Énoncé du problème
Poursuivez l'extrait consacré au dépistage du Covid-19 au laboratoire du CHM à partir de sa dernière phrase.

Extrait proposé

Un avantage toutefois : « Nos extracteurs sont ouverts, paramétrables. Cela veut dire qu’en cas d’épidémie comme celle en cours, l’institut Pasteur nous a envoyé les réactifs (Primers) et la méthode recommandée et nous la mettons en place car nous pouvons, sous réserve d’avoir les substances, fabriquer le réactif. » Une dépendance à l’extérieur moindre ? Dans une certaine mesure, oui : « C’est ce qui explique les difficultés des laboratoires équipés de machines fermées pour dépister le Covid-19. Dans ce cas, ils dépendent des réactifs qui leur correspondent. Or, tous les laboratoires qui ont ce même extracteur demandent eux-aussi en ce moment ces réactifs, et le fabricant ne peut pas suivre. » Mais revenons au CHM, qui dispose en ce moment d’une marge confortable de réactifs puisque les stocks constitués permettent de réaliser encore 3 000 tests, en plus des 1 500 déjà effectués.

Ces extracteurs QIA Symphony, le laboratoire en possède deux depuis l’an dernier. Autant dire, dans le contexte du moment, qu’ils tombent à point nommé. L’ancienne machine ne pouvait pratiquer qu’une trentaine d’extractions par jour. « Eux peuvent traiter environ 100 prélèvements en six heures », détaille Louis Collet. Mais évidemment, ils ne sont pas exclusivement consacrés au Covid-19 : dengue, fièvre de la vallée du Rift et autre arbovirus passent par eux. Autant dire qu’en temps de crise, ils tournent quasiment à plein régime : « en termes de volume, le lundi, le mercredi et le vendredi, le premier fait la dengue. Le deuxième fait tous les jours deux séries de Covid-19. L’activité des machines est doublée : elles sont à l’oeuvre 12h par jour et peut-être qu’elles vont devoir l’être également la nuit en fonction de l’évolution des épidémies du Covid-19 et de dengue. » Le laboratoire de biologie moléculaire, lui, travaille désormais sept jours sur sept, contre cinq habituellement, avec le soutien de l’ARS et de Santé publique France. Mais revenons-en à notre extraction. Une fois celle-ci achevée, la dernière étape du dépistage s’annonce.

Données fournies

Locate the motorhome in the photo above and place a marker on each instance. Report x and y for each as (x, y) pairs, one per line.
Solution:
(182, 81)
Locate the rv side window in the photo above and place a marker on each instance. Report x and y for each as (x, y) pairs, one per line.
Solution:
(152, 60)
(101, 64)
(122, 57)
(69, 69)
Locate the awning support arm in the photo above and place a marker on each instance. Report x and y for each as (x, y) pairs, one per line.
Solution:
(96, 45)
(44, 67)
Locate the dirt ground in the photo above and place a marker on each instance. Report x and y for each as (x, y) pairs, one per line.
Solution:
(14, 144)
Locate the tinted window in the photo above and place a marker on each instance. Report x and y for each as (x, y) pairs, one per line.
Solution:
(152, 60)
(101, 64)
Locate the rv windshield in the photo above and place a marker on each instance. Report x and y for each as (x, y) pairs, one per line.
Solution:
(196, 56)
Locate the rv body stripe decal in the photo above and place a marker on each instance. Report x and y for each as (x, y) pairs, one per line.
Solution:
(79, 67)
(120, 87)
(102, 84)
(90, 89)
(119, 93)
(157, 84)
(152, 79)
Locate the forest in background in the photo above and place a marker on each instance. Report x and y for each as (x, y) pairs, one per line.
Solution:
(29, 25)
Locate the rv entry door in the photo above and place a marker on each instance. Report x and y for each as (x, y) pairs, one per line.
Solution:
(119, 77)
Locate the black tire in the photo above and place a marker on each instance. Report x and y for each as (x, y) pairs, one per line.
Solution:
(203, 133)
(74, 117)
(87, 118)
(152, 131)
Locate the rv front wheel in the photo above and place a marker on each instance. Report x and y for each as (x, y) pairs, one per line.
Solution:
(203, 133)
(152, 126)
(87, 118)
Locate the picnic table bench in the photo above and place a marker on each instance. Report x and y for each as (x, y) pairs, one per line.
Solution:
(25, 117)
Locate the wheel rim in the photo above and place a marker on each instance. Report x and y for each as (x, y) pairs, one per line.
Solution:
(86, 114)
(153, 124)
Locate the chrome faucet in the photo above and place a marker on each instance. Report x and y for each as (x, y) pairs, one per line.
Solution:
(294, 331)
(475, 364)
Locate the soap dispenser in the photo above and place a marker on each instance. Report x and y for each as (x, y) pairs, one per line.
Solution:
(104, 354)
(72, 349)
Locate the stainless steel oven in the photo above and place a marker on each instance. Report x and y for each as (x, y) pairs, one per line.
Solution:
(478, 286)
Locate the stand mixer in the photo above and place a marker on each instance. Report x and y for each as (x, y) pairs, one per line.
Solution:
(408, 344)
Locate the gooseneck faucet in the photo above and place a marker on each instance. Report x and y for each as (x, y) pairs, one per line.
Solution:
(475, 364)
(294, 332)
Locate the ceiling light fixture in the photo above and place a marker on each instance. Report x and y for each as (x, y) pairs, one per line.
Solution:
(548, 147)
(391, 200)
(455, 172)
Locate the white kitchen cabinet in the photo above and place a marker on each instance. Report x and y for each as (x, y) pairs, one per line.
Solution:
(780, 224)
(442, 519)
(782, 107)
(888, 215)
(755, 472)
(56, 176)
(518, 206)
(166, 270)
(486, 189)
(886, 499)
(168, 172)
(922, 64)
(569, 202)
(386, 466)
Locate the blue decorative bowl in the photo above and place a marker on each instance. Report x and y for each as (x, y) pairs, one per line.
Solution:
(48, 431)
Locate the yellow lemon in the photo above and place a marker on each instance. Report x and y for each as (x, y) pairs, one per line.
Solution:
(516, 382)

Réponse rédigée
De 1 à 10 millions d’ARN

Le rotor sur lequel sont disposées les cupules contenant les ARN extraits. Chacune correspond à un patient. Elles sont ensuite placées dans l’amplificateur pour une polymérisation en chaine.

Cette étape, c’est l’amplification de l’ARN extrait précédemment. En termes biologiques, on appelle ça la polymérisation en chaîne. Pour cela le laboratoire dispose de quatre amplificateurs. Le Dr Louis Collet le détaille : « D’un ARN, on en fait 10 voire 11 millions de copies non infectieuses. La polymérisation se fait en temps réel et se traduit par la réalisation de courbes sur nos écrans. Au fur et à mesure du processus, on observe – ou pas – l’augmentation de la concentration du virus. C’est ainsi qu’on peut déterminer si le patient est positif ou négatif au Covid-19. »

Fin de l’analyse, enregistrement et transmission des résultats. En tout, un test Covid-19 nécessite huit heures. Le jour de notre visite, mardi 14, 219 patients avaient été testés depuis le 13 mars.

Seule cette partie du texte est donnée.